*Exercise task:* Which lines of the material below contain the word "group"? Show each of those lines in full.

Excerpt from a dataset
══════════
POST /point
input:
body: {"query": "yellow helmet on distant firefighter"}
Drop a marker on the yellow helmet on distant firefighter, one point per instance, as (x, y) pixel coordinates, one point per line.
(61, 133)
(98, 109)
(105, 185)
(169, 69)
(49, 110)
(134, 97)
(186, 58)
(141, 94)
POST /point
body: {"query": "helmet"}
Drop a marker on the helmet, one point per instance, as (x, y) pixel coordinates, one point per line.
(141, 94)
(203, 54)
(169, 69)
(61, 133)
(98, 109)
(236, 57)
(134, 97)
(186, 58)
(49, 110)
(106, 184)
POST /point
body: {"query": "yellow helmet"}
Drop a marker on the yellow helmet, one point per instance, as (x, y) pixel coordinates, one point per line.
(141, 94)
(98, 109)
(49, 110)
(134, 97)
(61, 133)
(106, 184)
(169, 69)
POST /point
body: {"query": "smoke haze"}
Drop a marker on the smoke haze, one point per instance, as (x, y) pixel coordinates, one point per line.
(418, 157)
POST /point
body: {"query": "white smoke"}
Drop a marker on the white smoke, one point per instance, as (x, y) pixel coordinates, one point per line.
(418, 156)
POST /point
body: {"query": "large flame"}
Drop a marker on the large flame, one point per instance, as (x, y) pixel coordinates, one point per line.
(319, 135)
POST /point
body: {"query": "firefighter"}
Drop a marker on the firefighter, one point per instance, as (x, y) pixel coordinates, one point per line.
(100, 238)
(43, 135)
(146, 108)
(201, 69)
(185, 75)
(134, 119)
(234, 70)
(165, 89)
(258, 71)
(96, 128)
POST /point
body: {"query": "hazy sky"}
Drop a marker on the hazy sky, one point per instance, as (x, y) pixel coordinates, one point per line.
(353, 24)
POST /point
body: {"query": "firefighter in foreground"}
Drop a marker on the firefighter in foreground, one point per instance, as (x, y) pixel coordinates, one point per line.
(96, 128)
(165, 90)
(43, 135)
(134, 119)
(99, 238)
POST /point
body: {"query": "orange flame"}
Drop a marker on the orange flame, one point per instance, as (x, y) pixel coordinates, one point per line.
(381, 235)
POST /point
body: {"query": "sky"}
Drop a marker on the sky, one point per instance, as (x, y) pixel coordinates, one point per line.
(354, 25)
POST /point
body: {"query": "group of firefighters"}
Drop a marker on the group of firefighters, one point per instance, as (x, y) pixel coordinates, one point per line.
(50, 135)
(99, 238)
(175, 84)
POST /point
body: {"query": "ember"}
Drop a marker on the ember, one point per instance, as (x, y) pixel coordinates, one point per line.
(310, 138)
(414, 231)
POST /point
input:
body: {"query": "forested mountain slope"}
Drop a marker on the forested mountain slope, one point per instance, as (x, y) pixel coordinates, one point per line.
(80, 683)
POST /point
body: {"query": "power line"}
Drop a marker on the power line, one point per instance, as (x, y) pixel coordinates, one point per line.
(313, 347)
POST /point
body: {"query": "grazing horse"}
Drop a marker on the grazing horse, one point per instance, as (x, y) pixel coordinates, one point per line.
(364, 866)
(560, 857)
══════════
*Result for this exercise:*
body: {"query": "group of firefighters"}
Drop a marker on the group of firefighters, one point per instance, as (x, y) pixel coordinates, one point per line.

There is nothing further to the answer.